Pull out every line in the listing below that contains the string "roadside", with uppercase and lowercase treated as distinct.

▶ **MATERIAL FOR THIS TASK**:
•••

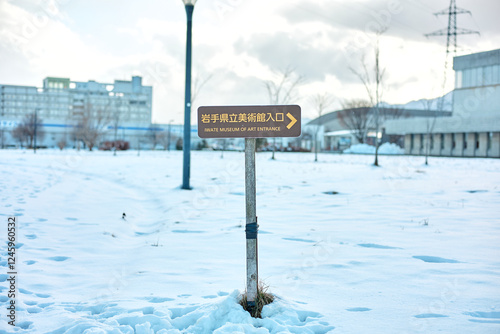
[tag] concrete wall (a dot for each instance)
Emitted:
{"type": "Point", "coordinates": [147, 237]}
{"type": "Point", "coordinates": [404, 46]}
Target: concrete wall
{"type": "Point", "coordinates": [494, 150]}
{"type": "Point", "coordinates": [477, 144]}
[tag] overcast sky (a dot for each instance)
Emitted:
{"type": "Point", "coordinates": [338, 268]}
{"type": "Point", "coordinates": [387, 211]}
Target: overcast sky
{"type": "Point", "coordinates": [238, 44]}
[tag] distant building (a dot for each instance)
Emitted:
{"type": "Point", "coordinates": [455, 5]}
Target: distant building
{"type": "Point", "coordinates": [467, 124]}
{"type": "Point", "coordinates": [124, 107]}
{"type": "Point", "coordinates": [473, 130]}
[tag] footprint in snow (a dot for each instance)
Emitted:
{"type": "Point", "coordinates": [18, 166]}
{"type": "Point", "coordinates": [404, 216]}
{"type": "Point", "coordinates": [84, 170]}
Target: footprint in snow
{"type": "Point", "coordinates": [434, 259]}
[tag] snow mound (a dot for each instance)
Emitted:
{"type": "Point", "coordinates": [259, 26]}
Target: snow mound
{"type": "Point", "coordinates": [386, 148]}
{"type": "Point", "coordinates": [226, 316]}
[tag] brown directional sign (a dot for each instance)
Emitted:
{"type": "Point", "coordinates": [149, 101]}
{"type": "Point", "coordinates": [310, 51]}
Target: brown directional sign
{"type": "Point", "coordinates": [249, 121]}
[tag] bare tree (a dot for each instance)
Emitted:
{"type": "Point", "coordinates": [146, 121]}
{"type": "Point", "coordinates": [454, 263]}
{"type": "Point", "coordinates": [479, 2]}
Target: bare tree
{"type": "Point", "coordinates": [282, 89]}
{"type": "Point", "coordinates": [91, 126]}
{"type": "Point", "coordinates": [373, 87]}
{"type": "Point", "coordinates": [321, 101]}
{"type": "Point", "coordinates": [356, 116]}
{"type": "Point", "coordinates": [27, 129]}
{"type": "Point", "coordinates": [198, 83]}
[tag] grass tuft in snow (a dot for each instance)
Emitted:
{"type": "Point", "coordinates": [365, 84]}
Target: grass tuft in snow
{"type": "Point", "coordinates": [263, 298]}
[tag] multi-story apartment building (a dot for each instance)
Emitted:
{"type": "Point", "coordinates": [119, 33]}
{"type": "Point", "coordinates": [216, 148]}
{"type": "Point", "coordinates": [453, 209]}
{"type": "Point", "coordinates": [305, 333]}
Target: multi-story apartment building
{"type": "Point", "coordinates": [121, 110]}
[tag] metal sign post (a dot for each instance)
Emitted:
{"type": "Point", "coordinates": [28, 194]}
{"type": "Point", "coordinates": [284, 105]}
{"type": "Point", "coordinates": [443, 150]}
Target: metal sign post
{"type": "Point", "coordinates": [250, 122]}
{"type": "Point", "coordinates": [251, 223]}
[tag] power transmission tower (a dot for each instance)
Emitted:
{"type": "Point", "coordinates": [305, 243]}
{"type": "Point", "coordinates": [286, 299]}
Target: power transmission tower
{"type": "Point", "coordinates": [451, 37]}
{"type": "Point", "coordinates": [452, 31]}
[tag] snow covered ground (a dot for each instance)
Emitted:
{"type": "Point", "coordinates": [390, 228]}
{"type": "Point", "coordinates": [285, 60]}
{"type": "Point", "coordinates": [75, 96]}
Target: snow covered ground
{"type": "Point", "coordinates": [346, 247]}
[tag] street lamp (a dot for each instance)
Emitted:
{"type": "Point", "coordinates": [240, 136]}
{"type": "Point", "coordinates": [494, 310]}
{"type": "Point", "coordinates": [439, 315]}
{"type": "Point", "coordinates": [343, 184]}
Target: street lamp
{"type": "Point", "coordinates": [169, 133]}
{"type": "Point", "coordinates": [186, 147]}
{"type": "Point", "coordinates": [35, 121]}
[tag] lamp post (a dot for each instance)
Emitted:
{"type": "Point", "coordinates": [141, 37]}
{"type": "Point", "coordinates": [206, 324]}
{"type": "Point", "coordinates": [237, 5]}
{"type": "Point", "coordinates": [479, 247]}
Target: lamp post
{"type": "Point", "coordinates": [35, 121]}
{"type": "Point", "coordinates": [169, 133]}
{"type": "Point", "coordinates": [186, 146]}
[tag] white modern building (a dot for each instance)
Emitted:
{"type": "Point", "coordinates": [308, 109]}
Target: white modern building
{"type": "Point", "coordinates": [473, 130]}
{"type": "Point", "coordinates": [122, 109]}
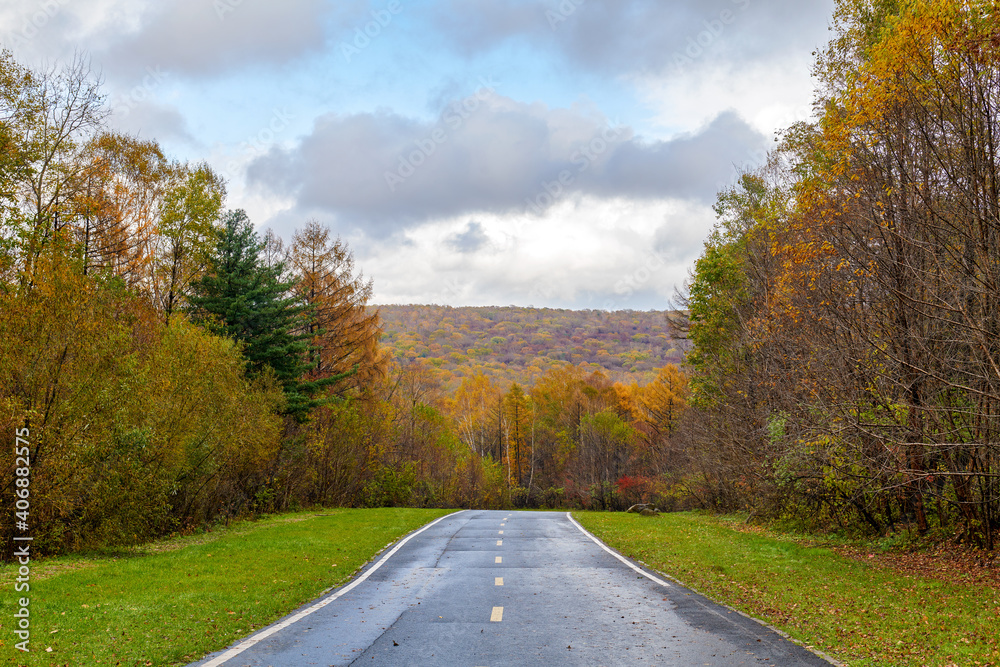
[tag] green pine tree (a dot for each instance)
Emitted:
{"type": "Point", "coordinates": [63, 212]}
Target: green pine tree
{"type": "Point", "coordinates": [245, 298]}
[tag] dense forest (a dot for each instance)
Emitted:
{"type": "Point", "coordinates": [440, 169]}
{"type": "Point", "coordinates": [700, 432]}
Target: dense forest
{"type": "Point", "coordinates": [520, 345]}
{"type": "Point", "coordinates": [846, 311]}
{"type": "Point", "coordinates": [167, 366]}
{"type": "Point", "coordinates": [164, 365]}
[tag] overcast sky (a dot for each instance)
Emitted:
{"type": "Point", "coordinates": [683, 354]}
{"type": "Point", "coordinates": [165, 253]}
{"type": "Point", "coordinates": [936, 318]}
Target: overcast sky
{"type": "Point", "coordinates": [560, 153]}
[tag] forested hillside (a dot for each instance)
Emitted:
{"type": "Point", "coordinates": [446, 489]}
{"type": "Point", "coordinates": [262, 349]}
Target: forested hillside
{"type": "Point", "coordinates": [511, 344]}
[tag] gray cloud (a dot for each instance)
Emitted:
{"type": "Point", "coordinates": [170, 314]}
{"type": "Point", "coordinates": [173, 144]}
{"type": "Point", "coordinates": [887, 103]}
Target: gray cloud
{"type": "Point", "coordinates": [199, 37]}
{"type": "Point", "coordinates": [493, 154]}
{"type": "Point", "coordinates": [470, 240]}
{"type": "Point", "coordinates": [635, 35]}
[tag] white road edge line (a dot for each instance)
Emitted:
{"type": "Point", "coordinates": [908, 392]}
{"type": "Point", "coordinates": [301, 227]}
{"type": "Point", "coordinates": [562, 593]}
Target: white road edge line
{"type": "Point", "coordinates": [616, 554]}
{"type": "Point", "coordinates": [267, 632]}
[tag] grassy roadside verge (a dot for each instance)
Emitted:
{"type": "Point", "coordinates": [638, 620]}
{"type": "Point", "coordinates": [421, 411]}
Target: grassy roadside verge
{"type": "Point", "coordinates": [171, 602]}
{"type": "Point", "coordinates": [860, 613]}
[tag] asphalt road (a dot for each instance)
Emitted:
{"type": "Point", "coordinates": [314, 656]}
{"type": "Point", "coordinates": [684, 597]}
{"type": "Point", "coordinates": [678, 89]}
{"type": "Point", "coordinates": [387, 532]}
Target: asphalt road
{"type": "Point", "coordinates": [486, 589]}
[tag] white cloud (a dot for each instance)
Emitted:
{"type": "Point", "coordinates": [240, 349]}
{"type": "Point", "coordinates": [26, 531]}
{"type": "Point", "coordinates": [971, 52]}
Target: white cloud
{"type": "Point", "coordinates": [585, 252]}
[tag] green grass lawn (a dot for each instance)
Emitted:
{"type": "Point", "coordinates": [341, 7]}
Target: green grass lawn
{"type": "Point", "coordinates": [858, 612]}
{"type": "Point", "coordinates": [172, 602]}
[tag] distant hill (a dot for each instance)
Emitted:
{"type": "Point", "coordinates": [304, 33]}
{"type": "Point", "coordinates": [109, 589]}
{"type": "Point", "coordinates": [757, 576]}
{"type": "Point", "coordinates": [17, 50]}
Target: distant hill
{"type": "Point", "coordinates": [515, 344]}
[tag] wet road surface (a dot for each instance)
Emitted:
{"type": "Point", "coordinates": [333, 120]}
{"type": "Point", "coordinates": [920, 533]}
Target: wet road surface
{"type": "Point", "coordinates": [491, 588]}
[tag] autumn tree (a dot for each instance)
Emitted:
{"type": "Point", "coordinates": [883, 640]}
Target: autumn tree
{"type": "Point", "coordinates": [186, 235]}
{"type": "Point", "coordinates": [344, 333]}
{"type": "Point", "coordinates": [244, 299]}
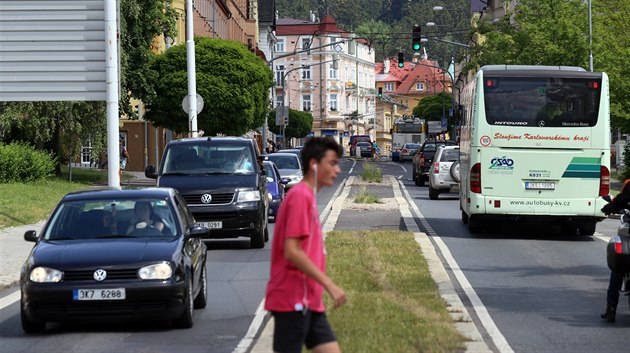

•••

▶ **SOLUTION BELOW**:
[tag] grassy roadside verge (a dot for each instance)
Target: grassy roadside verge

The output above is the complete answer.